Extend the plan definitions passage below, writing on from the point where it stops.

Start Supplied passage

Notwithstanding anything in this subsection (e) to
the contrary, a Change in Control shall not be deemed to have taken place under clause (e)(i) above if (A) such Person becomes
the Beneficial Owner in the aggregate of 20% or more of the Company Stock then outstanding as a result, in the determination of
a majority of those members of the Board in office prior to the acquisition, of an inadvertent acquisition by such Person if such
Person, as soon as practicable, divests itself of a sufficient amount of its Company Stock so that it no longer owns 20% or more
of the Company Stock then outstanding, or (B) such Person becomes the Beneficial Owner in the aggregate of 20% or more of the Company
Stock outstanding as a result of an acquisition of Company Stock by the Company which, by reducing the number of shares of Company
Stock outstanding, increases the proportionate number of shares of Company Stock beneficially owned by such Person to 20% or more
of the shares of Company Stock then outstanding; provided, however that if a Person shall become the Beneficial Owner of 20% or
more of the shares of Company Stock then outstanding by reason of Company Stock purchased by the Company and shall, after such
share purchases by the Company become the Beneficial Owner of any additional shares of Company Stock, then the exemption set forth
in this clause shall be inapplicable.

(h)              
“Code” means the Internal Revenue Code of 1986, as amended, and the regulations promulgated thereunder.

(i)                
“Committee” means the committee, consisting of members of the Board, designated by the Board to
administer the Plan.

(j)                
“Company” means Aqua America, Inc. and shall include its successors.

(k)              
“Company Stock” means common stock of the Company.

(l)

End Supplied passage
Start Material provided

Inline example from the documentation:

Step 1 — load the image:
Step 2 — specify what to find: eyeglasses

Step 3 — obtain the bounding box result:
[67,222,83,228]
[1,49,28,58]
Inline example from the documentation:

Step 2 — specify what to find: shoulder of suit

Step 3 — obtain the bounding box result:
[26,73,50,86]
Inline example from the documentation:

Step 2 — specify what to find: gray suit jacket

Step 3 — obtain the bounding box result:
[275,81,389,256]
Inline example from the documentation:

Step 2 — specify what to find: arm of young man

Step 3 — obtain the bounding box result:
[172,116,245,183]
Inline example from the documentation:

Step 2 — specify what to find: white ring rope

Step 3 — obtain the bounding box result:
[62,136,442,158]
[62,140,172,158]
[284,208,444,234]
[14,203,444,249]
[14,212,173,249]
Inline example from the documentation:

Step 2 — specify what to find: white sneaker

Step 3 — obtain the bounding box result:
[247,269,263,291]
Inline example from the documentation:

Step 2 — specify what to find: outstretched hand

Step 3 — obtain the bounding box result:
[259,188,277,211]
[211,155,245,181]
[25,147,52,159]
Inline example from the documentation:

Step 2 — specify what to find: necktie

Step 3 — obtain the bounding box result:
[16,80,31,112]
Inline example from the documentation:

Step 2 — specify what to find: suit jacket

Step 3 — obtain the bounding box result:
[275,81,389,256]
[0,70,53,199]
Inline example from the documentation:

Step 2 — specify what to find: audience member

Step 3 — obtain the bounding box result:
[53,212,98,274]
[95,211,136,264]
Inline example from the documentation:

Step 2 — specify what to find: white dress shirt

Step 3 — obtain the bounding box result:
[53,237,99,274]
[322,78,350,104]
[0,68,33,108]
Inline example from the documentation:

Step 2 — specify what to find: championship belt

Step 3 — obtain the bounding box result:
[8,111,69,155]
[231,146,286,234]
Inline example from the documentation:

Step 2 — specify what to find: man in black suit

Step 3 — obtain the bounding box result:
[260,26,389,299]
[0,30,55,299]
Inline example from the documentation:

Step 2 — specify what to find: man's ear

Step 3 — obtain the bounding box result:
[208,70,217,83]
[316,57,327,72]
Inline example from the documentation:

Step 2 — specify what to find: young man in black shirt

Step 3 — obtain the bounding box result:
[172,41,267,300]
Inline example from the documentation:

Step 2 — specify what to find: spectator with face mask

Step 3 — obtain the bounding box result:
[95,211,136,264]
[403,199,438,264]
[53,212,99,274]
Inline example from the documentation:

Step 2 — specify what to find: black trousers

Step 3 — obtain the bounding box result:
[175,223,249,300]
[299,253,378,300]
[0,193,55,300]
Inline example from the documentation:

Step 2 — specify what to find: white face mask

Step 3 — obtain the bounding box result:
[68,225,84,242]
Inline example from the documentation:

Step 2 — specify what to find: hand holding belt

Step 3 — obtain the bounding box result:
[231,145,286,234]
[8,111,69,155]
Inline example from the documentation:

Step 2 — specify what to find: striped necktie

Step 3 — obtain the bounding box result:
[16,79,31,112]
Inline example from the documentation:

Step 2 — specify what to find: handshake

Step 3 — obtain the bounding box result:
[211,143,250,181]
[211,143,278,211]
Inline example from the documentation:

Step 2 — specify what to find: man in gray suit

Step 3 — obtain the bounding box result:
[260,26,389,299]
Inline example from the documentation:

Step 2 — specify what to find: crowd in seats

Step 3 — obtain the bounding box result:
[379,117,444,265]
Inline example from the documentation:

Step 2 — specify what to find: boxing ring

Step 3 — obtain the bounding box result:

End Material provided

Response for this exercise
“Continuous Service” means that the Grantees’s service with an Employer, whether as an Employee,
Key Advisor or member of the Board, is not interrupted or terminated. The Grantee’s Continuous Service shall not be deemed
to have terminated merely because of a change in the capacity in which the Grantee renders service to an Employer as an Employee,
key Advisor or member of the Board or a change in the entity for which the Grantee renders such service, provided that there is
no interruption or termination of the Grantee’s Continuous Service; provided further that if any Award is subject to Section
409A of the Code, this sentence shall only be given effect to the extent consistent with Section 409A of the Code. The Committee
or its delegate, in its sole discretion, may determine whether Continuous Service shall be considered interrupted in the case of
any leave of absence approved by that party, including sick leave, military leave or any other personal or family leave of absence.

    	 	 	3

     

    

(m)            
“Disability” or “Disabled” means a Grantee’s becoming disabled within the meaning
of section 22(e)(3) of the Code, within the meaning of the Employer’s long-term disability plan applicable to the Grantee
or as otherwise determined by the Committee.

(n)              
“Dividend” means a dividend paid on shares of Company Stock. If interest is credited on accumulated
dividends, the term “Dividend” shall include the accrued interest.

(o)              
“Dividend Equivalent” means a dividend payable on a hypothetical share of Company Stock.

(p)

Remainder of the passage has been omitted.